Trecho do texto.
“Como dói”.

Dor, sentimento que machuca, tanto por fora quanto nas entranhas da alma.

Dor pode ser definida como: “dor é um sentimento angustiante, muitas vezes causado por estímulos intensos e prejudiciais, como dar uma topada no dedo do pé, ou devido a uma queimadura qualquer. A dor é uma experiência sensorial e emocional desagradável, associada a um dano tecidual real ou potencial. No diagnóstico médico a dor é considerada como um sintoma de uma condição subjacente. Não se trata a dor sem saber a razão de ela existir. Assim como não se deve tratar a doença, e sim o paciente.

Nietzsche sofismou sobre a dor: “somente a grande dor é o libertador final do espírito. Eu duvido que tal dor nos faça melhores. Mas eu sei que isso nos torna mais profundos. O que não nos destrói me fortalece”.

Hoje, sábado, fevereiro cortado ao meio, choveu um bom bocado. Ainda agora o céu se mostra cinzento. Uma garoinha fina cai sem cessar

Por este motivo não fui à roça. Como deve estar feliz quem mora por lá.

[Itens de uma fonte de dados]
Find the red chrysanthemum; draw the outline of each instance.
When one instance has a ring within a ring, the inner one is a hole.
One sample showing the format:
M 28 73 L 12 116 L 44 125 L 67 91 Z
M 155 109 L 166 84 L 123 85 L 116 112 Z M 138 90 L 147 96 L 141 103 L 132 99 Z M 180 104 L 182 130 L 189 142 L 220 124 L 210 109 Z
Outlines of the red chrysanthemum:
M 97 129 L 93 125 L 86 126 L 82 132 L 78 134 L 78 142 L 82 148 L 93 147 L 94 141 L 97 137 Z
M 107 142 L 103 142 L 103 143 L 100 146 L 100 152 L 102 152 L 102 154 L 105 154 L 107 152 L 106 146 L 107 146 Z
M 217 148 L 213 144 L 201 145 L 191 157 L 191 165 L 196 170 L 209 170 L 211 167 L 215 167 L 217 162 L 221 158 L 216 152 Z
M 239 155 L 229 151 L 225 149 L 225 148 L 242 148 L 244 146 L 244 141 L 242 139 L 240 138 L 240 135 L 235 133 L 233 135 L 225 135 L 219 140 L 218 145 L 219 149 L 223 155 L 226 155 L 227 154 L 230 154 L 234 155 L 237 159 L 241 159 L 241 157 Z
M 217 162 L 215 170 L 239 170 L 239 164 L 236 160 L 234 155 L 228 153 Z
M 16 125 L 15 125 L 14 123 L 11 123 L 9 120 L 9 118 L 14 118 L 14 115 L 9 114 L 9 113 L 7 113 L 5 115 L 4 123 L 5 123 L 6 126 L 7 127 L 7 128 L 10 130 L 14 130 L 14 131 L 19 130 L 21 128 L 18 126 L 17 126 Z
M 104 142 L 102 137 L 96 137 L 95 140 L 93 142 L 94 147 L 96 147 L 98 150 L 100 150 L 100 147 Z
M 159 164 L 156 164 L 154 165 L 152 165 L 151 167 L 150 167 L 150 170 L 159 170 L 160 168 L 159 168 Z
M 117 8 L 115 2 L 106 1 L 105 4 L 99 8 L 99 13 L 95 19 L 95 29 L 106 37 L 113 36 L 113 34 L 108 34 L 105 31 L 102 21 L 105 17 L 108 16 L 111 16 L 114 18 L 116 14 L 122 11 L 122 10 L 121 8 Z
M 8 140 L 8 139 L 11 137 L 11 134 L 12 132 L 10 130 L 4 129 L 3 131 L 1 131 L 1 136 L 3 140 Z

Exercícios propostos.
1: Responda às perguntas abaixo com base no texto sobre a dor.
(a) No diagnóstico médico, a dor é considerada sintoma de quê?
(b) Na citação de Nietzsche, o que é somente a grande dor?
(c) Em que dia da semana choveu?
2: Prolongue o texto sobre a dor a partir do ponto em que ele para.

Gabarito.
1:
(a) De uma condição subjacente.
(b) O libertador final do espírito.
(c) No sábado.

2:
O telefone me acordou bem cedo. Foi uma voz familiar que me fez dar um salto da cama.

Apreciaria, naquela hora madrugadora, permanecer por mais tempo recostado ao meu travesseiro, ouvindo as notícias nada animadoras pela televisão.

Chega de mortes! Pensava com meus pensamentos.  Quem sabe um dia teremos paz.

No entanto, a notícia que me foi dada nesta manhã, foi justamente a despedida de um amigo querido. Um colega de fardas. Do mesmo pelotão onde eu trabalhei por muito tempo. E espero continuar por mais anos ainda. Até que a morte me venha buscar.

Quando ele aqui chegou eu já estava aqui. Se não me falha a memória fui o primeiro a dar-lhe as boas vindas a nossa querida Lavras.

Quantas vezes nos encontramos naquele centro cirúrgico. Ele do outro lado da mesa. Fazendo o paciente dormir. Enquanto eu terminava a operação.

Temos quase a mesma idade. Alguns meses apenas nos separam. Trabalhamos no mesmo hospital. Éramos vizinhos bem perto. Quantas e quantas vezes ele me oferecia carona. Mas eu preferia ir caminhando. Até onde estou agora. Solitário, lastimando a sua morte, da forma que sei fazer melhor.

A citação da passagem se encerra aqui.